ASSIGNED TASK: Reproduce every entry below precisely; do not include the pictures.
--------------------------------
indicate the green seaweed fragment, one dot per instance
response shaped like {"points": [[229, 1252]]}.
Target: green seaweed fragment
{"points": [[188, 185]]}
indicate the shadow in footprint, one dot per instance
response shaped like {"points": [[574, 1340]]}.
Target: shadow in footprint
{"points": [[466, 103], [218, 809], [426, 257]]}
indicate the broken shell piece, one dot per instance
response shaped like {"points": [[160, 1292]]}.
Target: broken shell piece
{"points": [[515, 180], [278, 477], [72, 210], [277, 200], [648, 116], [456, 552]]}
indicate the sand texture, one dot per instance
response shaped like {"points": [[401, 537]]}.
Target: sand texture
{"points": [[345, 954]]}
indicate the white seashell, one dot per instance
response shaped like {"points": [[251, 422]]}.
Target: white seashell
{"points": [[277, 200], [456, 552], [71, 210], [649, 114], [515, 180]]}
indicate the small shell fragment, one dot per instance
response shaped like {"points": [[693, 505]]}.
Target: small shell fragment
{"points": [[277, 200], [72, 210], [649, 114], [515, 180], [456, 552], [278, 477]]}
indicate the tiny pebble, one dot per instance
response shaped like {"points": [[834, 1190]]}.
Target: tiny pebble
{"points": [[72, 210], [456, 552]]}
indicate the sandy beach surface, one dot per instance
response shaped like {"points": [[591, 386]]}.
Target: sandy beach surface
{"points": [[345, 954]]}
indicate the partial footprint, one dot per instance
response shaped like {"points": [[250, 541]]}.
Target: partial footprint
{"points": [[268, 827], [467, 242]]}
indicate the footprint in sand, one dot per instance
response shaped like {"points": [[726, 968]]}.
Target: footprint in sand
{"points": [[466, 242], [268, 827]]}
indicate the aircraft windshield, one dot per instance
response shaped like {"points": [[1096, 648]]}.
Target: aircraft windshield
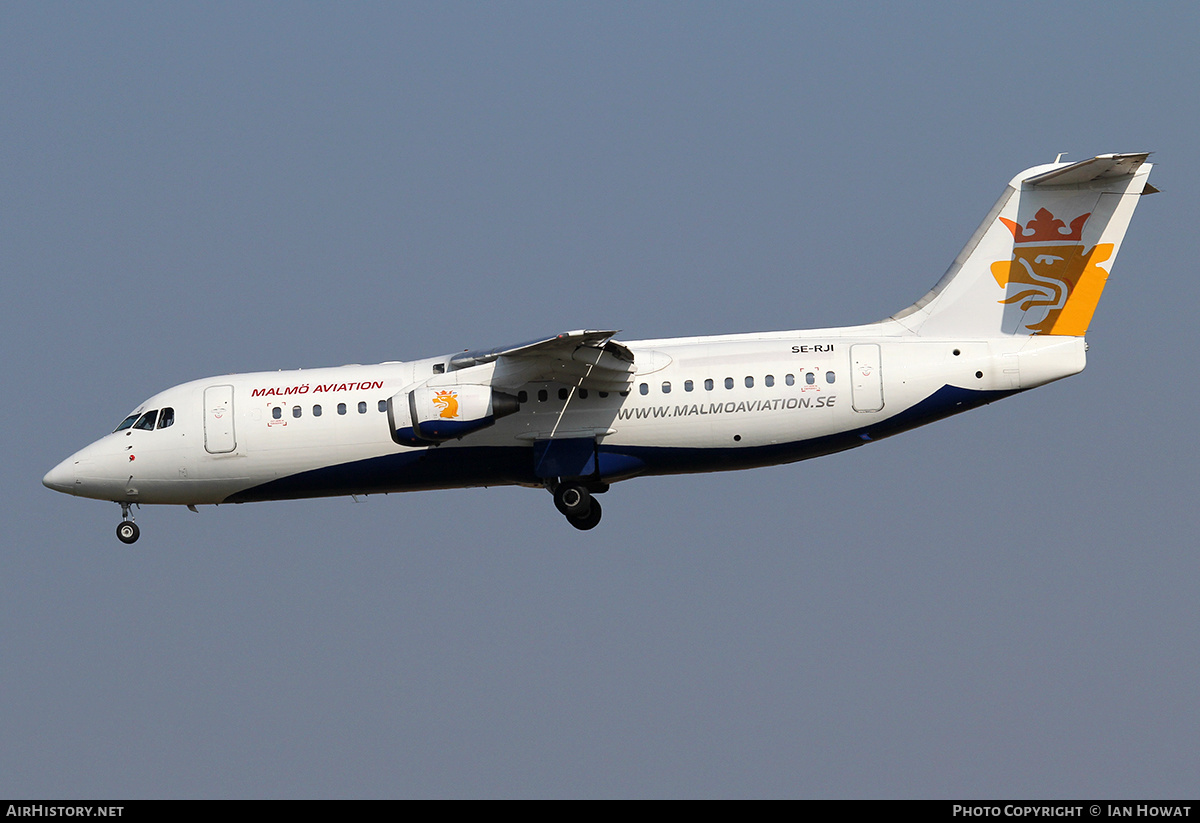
{"points": [[125, 424], [147, 420]]}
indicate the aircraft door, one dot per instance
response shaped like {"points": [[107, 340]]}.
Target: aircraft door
{"points": [[219, 431], [867, 389]]}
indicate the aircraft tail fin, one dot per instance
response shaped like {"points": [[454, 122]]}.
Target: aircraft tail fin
{"points": [[1038, 263]]}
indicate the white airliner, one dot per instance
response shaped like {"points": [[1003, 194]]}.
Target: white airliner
{"points": [[577, 412]]}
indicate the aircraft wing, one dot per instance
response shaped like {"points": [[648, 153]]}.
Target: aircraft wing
{"points": [[587, 359]]}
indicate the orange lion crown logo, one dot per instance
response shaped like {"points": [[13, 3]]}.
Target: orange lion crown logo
{"points": [[448, 403], [1050, 278]]}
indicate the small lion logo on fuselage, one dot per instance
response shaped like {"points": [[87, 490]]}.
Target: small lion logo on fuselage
{"points": [[447, 403]]}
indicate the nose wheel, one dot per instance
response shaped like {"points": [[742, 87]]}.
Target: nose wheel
--------------------------------
OUTPUT:
indicate the green seaweed fragment, one dot per instance
response shaped like {"points": [[229, 1252]]}.
Target: green seaweed fragment
{"points": [[188, 185]]}
indicate the shadow in footprint, one dot per instance
response shaped like {"points": [[574, 1340]]}.
Target: shadow in footprint
{"points": [[466, 103], [218, 809], [426, 257]]}
indicate the broken shell piece, one dot per instance
response shaped like {"points": [[160, 1292]]}.
Target: broken shell piece
{"points": [[515, 180], [278, 477], [72, 210], [277, 200], [648, 116], [456, 552]]}
indicate the sand texture, one dot per instance
response shaped like {"points": [[401, 537]]}.
Target: sand texture
{"points": [[345, 954]]}
indicate the white seashell, one dot per instance
response shaped like {"points": [[251, 422]]}.
Target: white seashell
{"points": [[277, 200], [456, 552], [71, 210], [649, 114], [515, 180]]}
indicate the small shell fragment, one dot per instance
response shaped like {"points": [[693, 505]]}.
Target: small shell fragment
{"points": [[277, 200], [72, 210], [649, 114], [515, 180], [456, 552], [278, 477]]}
indicate the tiny pebble, one dot per instance
response shaped like {"points": [[834, 1190]]}.
Target: tiny pebble
{"points": [[72, 210], [456, 552]]}
indicate the sandy beach surface, one dot per instance
response shaped like {"points": [[591, 386]]}.
Target: sandy beach surface
{"points": [[345, 954]]}
indicate the partial footprint, one dot per instance
response shaped like {"points": [[250, 541]]}.
Target: partial footprint
{"points": [[268, 827], [467, 242]]}
indicate the footprint in sand, one dot per instance
response shaped like {"points": [[726, 968]]}.
Target: footprint in sand
{"points": [[466, 242], [268, 827]]}
indicate the aircraft windshield, one dot per instance
response shaped like {"points": [[1096, 648]]}.
Target: aircraft windshield
{"points": [[125, 424], [147, 420]]}
indicate the aircraft door, one dot per instance
response shaped like {"points": [[107, 340]]}.
Target: aircraft door
{"points": [[219, 431], [867, 389]]}
indicate the aircraft tail fin, one dot per instance
response shaped like {"points": [[454, 122]]}.
Target: aircraft tail fin
{"points": [[1038, 263]]}
indicate the white airliner, one dot per instance
response shaped like {"points": [[1003, 194]]}.
Target: white airliner
{"points": [[577, 412]]}
indicate the aircraft wing, one dot per instance
response shaped like {"points": [[648, 153]]}.
Target: aircraft wing
{"points": [[587, 359]]}
indicate the orange lion crown logo, one dot per instance
response shaped like {"points": [[13, 3]]}.
Target: orange lion crown logo
{"points": [[448, 403], [1050, 278]]}
indicate the small lion logo on fuselage, one dot per instance
response shaped like {"points": [[87, 490]]}.
Target: small lion logo on fuselage
{"points": [[447, 403]]}
indicate the nose wheel, one dot per instance
response shaped like {"points": [[742, 87]]}.
Target: nose wheel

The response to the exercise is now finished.